• **Your task**
Rewrite the items from the line with "Where can the stone wall" through the line with "[1133, 397]", requests included, scaling every coordinate in the answers by 1.35. Round each result to a whole number, with halves rounded up.
** start Data provided **
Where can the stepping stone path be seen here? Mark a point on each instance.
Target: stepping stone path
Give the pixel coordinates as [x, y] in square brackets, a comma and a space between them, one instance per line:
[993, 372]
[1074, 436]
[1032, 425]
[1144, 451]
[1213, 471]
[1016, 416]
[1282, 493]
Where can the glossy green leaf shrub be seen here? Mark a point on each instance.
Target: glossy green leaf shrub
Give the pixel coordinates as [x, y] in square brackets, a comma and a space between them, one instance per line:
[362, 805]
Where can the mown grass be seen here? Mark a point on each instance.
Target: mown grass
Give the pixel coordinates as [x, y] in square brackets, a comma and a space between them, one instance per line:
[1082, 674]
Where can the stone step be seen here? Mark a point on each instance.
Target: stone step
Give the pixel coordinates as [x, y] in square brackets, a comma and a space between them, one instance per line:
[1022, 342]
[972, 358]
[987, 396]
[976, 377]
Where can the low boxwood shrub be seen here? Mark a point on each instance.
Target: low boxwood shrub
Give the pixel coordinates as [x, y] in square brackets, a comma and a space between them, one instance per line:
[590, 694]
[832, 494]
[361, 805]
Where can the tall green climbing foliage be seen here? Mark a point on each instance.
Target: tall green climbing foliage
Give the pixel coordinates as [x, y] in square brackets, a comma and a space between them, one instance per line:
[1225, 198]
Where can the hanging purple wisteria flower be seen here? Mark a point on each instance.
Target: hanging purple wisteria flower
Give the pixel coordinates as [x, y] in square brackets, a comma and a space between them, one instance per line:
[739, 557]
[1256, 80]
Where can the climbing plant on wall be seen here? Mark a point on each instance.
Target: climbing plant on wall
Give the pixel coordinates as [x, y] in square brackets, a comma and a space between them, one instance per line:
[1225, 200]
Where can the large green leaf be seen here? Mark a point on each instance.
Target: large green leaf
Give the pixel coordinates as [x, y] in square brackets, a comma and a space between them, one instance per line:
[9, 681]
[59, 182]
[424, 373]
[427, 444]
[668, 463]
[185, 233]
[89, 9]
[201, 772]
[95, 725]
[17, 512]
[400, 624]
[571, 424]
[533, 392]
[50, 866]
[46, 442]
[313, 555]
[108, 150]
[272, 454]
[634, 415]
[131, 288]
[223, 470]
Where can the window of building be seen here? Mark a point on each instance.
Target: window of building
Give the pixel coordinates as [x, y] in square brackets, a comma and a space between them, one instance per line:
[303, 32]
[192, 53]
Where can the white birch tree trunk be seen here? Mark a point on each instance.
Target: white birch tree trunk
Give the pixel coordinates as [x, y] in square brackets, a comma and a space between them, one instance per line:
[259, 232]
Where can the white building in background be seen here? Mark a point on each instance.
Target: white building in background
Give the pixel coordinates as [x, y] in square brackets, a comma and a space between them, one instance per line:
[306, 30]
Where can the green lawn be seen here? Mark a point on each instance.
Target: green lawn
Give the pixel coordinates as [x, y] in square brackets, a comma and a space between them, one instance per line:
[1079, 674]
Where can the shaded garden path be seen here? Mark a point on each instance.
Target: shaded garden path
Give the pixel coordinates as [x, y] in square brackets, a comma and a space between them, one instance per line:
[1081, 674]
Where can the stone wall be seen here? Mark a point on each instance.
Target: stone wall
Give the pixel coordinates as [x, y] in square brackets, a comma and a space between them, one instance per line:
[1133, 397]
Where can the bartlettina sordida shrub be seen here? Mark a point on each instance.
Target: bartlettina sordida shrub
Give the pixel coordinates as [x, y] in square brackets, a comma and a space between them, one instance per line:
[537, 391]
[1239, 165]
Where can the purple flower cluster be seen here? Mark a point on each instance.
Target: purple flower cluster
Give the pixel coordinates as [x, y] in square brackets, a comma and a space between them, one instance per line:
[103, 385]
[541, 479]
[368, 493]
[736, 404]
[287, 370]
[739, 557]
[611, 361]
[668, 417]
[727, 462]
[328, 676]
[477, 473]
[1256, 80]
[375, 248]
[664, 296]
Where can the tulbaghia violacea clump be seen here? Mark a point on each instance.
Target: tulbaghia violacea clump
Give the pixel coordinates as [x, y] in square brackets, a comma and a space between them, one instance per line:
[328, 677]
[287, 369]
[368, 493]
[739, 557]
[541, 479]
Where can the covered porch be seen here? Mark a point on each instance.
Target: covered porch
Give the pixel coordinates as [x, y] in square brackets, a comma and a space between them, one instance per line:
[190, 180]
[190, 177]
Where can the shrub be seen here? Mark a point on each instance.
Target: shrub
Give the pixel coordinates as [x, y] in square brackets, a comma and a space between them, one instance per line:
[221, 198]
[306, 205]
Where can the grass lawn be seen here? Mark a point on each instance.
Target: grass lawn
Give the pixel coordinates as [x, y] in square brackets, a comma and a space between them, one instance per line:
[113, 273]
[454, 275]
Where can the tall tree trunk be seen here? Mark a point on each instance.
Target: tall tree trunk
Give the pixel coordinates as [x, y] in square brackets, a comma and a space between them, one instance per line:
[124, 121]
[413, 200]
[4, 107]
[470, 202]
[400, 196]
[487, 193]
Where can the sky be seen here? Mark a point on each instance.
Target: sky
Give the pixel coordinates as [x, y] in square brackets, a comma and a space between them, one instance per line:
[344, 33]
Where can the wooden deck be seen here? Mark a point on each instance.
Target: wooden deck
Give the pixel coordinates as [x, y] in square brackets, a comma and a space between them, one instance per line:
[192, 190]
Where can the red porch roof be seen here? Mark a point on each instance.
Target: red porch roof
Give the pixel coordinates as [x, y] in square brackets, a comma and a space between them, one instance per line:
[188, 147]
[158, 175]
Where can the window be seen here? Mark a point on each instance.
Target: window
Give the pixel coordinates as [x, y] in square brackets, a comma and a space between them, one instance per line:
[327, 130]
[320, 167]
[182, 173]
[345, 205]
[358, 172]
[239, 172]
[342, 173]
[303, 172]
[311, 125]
** end Data provided **
• **Result of the exercise**
Where can the stone wall be seen here? Mark a point on each instance.
Target: stone wall
Give the pixel coordinates as [x, y] in square brackets, a comma and a space between them, one instance per line:
[1530, 536]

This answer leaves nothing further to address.